## ASSIGNED TASK
I would like the number of lines in the data that contain the word "below". Please give that number alone.

START DATA FOR REVIEW

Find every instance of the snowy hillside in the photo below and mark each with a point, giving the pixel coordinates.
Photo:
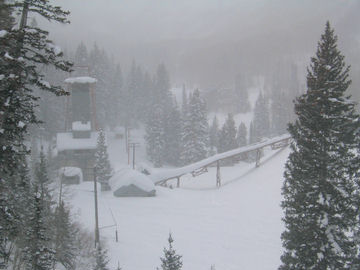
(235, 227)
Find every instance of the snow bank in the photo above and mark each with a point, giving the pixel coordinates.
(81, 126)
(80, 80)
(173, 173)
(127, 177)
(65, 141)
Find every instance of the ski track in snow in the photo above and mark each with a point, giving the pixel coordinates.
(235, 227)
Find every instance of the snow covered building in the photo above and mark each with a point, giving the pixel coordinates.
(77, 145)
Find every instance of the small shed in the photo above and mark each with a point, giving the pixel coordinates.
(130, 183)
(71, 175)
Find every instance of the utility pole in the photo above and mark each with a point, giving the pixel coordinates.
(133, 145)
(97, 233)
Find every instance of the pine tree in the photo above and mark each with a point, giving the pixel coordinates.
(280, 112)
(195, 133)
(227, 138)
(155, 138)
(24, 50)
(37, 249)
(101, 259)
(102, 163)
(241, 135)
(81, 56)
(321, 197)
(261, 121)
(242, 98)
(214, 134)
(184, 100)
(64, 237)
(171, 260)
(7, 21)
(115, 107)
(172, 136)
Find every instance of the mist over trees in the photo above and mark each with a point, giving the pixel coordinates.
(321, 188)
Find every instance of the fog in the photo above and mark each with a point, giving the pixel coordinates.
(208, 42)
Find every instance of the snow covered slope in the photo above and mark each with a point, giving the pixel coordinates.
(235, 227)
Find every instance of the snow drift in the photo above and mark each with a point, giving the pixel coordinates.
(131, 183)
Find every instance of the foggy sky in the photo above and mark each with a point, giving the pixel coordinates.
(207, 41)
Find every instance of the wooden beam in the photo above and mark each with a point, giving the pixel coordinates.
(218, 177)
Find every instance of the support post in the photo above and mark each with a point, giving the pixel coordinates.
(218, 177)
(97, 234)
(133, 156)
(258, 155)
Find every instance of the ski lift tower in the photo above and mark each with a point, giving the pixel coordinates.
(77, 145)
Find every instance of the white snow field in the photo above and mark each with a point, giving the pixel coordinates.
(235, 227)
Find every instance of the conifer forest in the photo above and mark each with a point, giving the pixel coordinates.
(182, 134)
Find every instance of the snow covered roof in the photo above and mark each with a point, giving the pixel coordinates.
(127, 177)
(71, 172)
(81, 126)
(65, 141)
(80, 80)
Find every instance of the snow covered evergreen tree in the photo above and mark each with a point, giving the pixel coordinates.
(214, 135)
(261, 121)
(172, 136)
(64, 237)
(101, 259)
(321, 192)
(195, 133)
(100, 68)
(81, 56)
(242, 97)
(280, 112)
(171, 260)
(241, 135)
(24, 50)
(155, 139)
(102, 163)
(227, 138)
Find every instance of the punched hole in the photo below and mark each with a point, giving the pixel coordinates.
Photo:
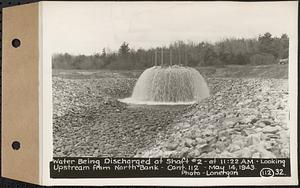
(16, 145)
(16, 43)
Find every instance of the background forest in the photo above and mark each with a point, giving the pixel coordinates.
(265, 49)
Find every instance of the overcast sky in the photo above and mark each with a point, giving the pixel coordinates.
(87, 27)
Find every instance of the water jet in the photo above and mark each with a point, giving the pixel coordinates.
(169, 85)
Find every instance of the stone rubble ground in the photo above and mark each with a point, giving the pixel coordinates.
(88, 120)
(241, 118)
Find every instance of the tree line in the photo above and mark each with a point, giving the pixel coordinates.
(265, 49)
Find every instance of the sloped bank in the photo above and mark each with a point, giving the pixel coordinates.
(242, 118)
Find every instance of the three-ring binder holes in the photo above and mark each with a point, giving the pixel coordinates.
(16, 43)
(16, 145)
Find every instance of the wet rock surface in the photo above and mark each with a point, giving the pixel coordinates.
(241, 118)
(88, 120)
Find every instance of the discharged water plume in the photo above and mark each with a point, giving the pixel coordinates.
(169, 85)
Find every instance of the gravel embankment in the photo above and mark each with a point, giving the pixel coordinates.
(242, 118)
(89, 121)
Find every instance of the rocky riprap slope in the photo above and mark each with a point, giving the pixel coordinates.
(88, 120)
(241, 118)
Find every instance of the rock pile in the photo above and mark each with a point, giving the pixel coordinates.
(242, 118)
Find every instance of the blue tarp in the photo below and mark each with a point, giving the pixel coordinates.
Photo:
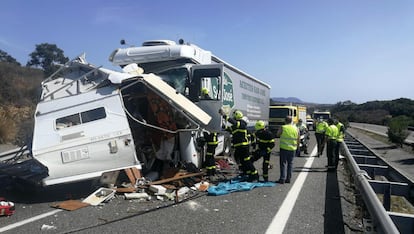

END DATA FOR REVIEW

## ANSWER TO THIS EXERCISE
3